** START OF DATA EXTRACT **

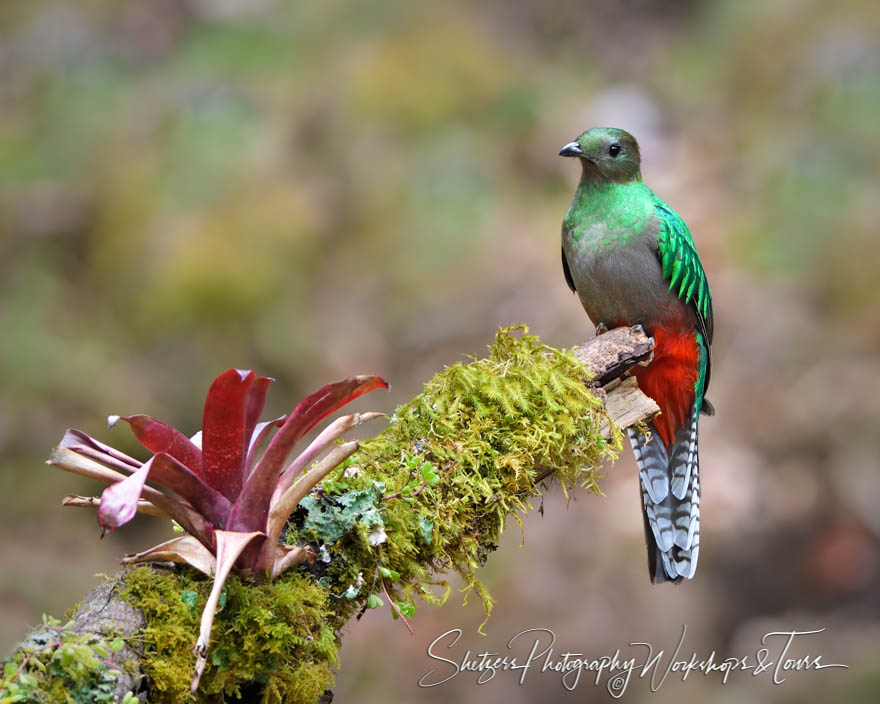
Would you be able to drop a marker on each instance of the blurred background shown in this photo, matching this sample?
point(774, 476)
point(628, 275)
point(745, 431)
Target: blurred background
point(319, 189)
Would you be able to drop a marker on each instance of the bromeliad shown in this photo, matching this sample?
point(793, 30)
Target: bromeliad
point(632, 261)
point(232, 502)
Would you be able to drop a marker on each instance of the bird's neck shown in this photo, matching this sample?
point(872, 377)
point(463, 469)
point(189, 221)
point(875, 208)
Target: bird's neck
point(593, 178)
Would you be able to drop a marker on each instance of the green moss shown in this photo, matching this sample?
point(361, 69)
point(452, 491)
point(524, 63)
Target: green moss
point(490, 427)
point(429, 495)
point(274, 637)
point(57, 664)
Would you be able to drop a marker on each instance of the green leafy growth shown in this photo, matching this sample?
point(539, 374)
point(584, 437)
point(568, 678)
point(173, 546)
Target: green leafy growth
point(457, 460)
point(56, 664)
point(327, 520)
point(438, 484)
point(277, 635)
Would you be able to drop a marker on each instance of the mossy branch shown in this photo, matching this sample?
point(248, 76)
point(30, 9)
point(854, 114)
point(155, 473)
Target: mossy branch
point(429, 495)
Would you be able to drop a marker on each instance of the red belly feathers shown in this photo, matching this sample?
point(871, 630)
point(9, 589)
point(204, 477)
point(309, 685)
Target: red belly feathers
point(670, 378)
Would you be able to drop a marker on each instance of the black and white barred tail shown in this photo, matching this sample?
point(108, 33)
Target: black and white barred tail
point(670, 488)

** END OF DATA EXTRACT **
** START OF DATA EXTRACT **

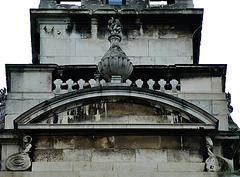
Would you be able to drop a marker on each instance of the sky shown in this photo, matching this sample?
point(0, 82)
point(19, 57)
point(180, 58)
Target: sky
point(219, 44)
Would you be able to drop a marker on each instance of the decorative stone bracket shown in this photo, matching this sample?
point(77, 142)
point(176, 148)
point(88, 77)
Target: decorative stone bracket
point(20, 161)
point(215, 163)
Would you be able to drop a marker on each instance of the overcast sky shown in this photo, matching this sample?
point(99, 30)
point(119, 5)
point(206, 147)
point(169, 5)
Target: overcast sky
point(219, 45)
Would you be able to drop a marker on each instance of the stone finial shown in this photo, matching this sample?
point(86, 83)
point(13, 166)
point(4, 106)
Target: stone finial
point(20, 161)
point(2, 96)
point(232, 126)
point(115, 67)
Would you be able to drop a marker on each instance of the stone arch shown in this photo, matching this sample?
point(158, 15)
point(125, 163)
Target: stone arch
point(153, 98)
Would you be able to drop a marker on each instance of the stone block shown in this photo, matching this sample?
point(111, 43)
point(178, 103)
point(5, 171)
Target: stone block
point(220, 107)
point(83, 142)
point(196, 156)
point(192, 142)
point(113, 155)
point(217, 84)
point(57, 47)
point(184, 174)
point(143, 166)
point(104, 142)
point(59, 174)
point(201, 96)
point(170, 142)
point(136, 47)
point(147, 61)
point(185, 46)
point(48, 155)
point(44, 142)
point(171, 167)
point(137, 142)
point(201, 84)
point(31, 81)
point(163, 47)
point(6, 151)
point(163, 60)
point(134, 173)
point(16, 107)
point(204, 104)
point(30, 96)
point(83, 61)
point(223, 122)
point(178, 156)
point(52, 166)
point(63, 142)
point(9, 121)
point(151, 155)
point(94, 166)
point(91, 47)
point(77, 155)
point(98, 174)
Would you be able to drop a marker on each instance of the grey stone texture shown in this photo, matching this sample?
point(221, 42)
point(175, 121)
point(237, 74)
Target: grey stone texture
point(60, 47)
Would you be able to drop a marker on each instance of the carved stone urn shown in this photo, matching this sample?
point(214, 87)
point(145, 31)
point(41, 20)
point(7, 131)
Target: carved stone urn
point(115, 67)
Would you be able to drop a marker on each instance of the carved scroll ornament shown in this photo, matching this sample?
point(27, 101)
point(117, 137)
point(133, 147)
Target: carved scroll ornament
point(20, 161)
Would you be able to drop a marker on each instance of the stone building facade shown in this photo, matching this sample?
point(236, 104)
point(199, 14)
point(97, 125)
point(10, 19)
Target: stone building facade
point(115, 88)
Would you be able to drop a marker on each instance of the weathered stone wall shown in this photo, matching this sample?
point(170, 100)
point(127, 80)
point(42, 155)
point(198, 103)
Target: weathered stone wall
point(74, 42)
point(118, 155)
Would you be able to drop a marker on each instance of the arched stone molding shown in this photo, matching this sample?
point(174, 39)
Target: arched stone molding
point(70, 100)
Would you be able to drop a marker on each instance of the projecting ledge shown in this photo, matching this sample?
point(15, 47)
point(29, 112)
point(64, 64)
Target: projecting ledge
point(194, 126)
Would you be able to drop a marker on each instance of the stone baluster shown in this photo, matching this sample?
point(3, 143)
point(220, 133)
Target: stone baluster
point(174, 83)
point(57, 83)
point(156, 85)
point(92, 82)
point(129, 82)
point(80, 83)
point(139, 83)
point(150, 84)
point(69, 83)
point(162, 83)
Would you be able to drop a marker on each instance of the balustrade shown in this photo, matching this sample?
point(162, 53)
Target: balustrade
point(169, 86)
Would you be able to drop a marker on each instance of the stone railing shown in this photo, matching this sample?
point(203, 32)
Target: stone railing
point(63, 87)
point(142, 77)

** END OF DATA EXTRACT **

## TASK STATEMENT
Please turn the lines of the records into a JSON list of strings, one string per line, leaving out blank lines. Begin at the line that has "facade shown in this photo, matching this sample?" and stop after the line that has "point(194, 126)".

## WRITTEN REPLY
[
  "Would you be able to drop a marker on each instance of the stone building facade shown in this photo, matching this sample?",
  "point(236, 104)",
  "point(199, 14)",
  "point(97, 125)",
  "point(10, 19)",
  "Target: stone building facade",
  "point(115, 88)",
  "Would you be able to drop a marker on each instance of the weathered stone wall shown in this photo, matching this sample?",
  "point(170, 100)",
  "point(127, 80)",
  "point(42, 155)",
  "point(198, 103)",
  "Target: weathered stone wall",
  "point(74, 42)",
  "point(118, 155)",
  "Would you be able to drop a marker on each instance of the arched stone molding shown in this photo, matching this sample?",
  "point(174, 39)",
  "Target: arched stone molding",
  "point(70, 100)",
  "Would you be able to drop a marker on each instance of the projecting ledge shown in this photo, matching this sample?",
  "point(15, 47)",
  "point(29, 112)",
  "point(64, 64)",
  "Target: projecting ledge",
  "point(194, 126)"
]